** Data section follows **

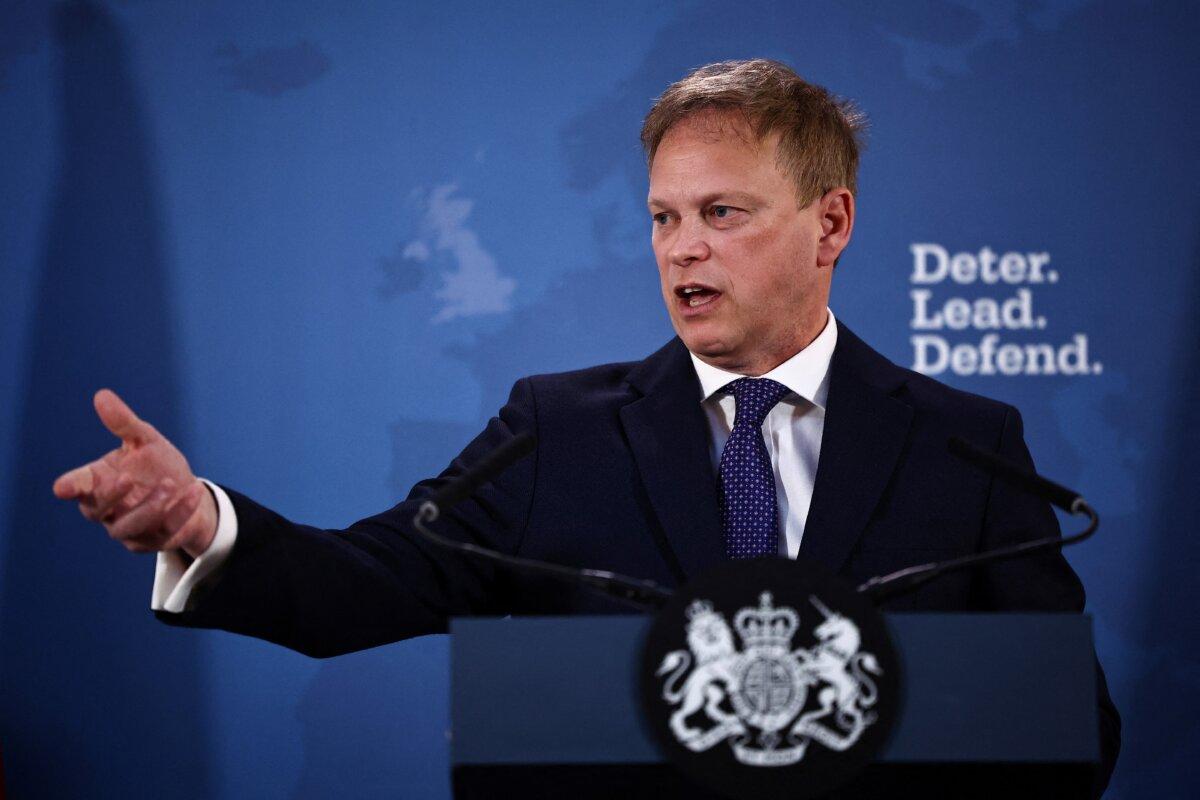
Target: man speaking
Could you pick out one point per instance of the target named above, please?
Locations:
(767, 427)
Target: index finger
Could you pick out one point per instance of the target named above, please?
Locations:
(120, 417)
(77, 482)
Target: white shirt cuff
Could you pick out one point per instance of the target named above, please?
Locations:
(175, 576)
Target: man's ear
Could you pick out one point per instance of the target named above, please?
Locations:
(837, 209)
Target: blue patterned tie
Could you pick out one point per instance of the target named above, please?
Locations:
(749, 512)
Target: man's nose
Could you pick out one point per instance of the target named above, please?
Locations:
(689, 245)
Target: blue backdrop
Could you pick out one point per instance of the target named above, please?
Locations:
(316, 242)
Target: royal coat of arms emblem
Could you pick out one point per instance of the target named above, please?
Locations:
(771, 701)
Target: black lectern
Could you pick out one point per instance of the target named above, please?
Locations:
(993, 705)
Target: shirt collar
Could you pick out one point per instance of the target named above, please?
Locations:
(807, 373)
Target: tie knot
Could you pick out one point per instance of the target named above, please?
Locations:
(754, 398)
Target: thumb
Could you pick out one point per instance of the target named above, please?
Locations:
(120, 417)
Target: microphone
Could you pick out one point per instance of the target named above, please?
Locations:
(1017, 475)
(637, 591)
(487, 469)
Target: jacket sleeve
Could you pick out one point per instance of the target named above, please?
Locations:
(1039, 583)
(329, 591)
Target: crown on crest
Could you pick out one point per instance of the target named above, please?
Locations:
(697, 608)
(767, 625)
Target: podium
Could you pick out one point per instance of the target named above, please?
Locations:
(993, 705)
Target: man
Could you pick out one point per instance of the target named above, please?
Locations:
(765, 427)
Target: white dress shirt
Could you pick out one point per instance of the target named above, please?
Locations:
(792, 432)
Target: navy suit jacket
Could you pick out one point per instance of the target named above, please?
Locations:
(622, 480)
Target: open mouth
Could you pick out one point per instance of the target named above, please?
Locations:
(695, 295)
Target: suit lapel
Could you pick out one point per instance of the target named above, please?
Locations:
(669, 437)
(864, 433)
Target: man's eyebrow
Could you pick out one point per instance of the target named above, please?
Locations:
(708, 198)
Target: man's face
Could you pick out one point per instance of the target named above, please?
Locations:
(738, 259)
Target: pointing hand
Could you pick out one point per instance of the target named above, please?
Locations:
(144, 493)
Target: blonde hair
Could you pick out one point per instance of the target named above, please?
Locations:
(820, 134)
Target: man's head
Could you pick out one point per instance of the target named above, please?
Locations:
(753, 175)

** End of Data section **

== Problem details ==
No picture belongs in the copy. Print every entry above exactly as it stands.

== Result for this exercise ==
Target: man speaking
Could you pick out one point per instance of the target named above, please?
Locations:
(767, 427)
Target: index finger
Could you pick out one point per instance of the target named above, please?
Locations:
(120, 417)
(77, 482)
Target: white shirt cuff
Could you pick out one point per instance of the target named above, please?
Locations:
(175, 576)
Target: man's ear
Could you pick out one point per instance of the target named above, please?
Locations:
(837, 209)
Target: blue patterned tie
Could you pick out one point per instance of the target named above, please?
Locations:
(749, 512)
Target: man's nose
Could you pick out one point per instance of the target named above, please?
Locations:
(689, 245)
Target: blue backdrop
Could you pick out one point per instance of the target named above, please?
Locations:
(316, 242)
Target: royal coat of arms emblem
Could you pick out one point per instance of the target named above, please?
Locations:
(771, 701)
Target: black lectern
Could you pick out one point per instance of the target named above, please?
Locations:
(993, 705)
Target: shirt collar
Could you pick out one point per instance of the target named above, please?
Locations:
(807, 373)
Target: tie knot
Could you pick out one point per instance of the target named above, please?
Locations:
(754, 398)
Target: thumb
Could you pick out one point per instance of the target named above, please?
Locations:
(120, 417)
Target: microphone
Could you pick out one point per instance of the target named above, please?
Locations:
(1017, 475)
(637, 591)
(487, 469)
Target: jacket sleeve
Could you pick out one point per instance of the target named above, please?
Locations:
(1039, 583)
(329, 591)
Target: crown on crest
Could you pick out one point per instance of the target named above, please?
Locations:
(697, 608)
(767, 625)
Target: podium
Could you pick out one point per instance of the target named above, please?
Locations:
(993, 705)
Target: man
Could you pick out one point per instance of the target named above, please?
Locations:
(765, 427)
Target: white dress shirt
Could you pick out one point per instance of the target named above, please?
Locations:
(792, 432)
Target: navy suit jacket
Could you pick out one point per instance of the target named above, please?
Locations:
(622, 480)
Target: open mouth
Could you pick out one point per instance of the target named above, please?
Locations:
(695, 295)
Target: suit lapel
Could you pick out one point per instance of the target named above, please?
Locations:
(669, 437)
(864, 433)
Target: man's eyebrow
Could you pick out one point per instance of the target named above, please?
Locations:
(708, 198)
Target: man's face
Could you pick out one point per instance of the target named above, please?
Locations:
(738, 259)
Target: pointing hand
Could you pick out one point per instance of the target named above, please?
Locations:
(144, 493)
Target: blonde hair
Could you pick out one point per instance of the target named above, please?
Locations:
(820, 134)
Target: man's head
Could you pick out one point per instance of the target named above, please?
Locations:
(753, 175)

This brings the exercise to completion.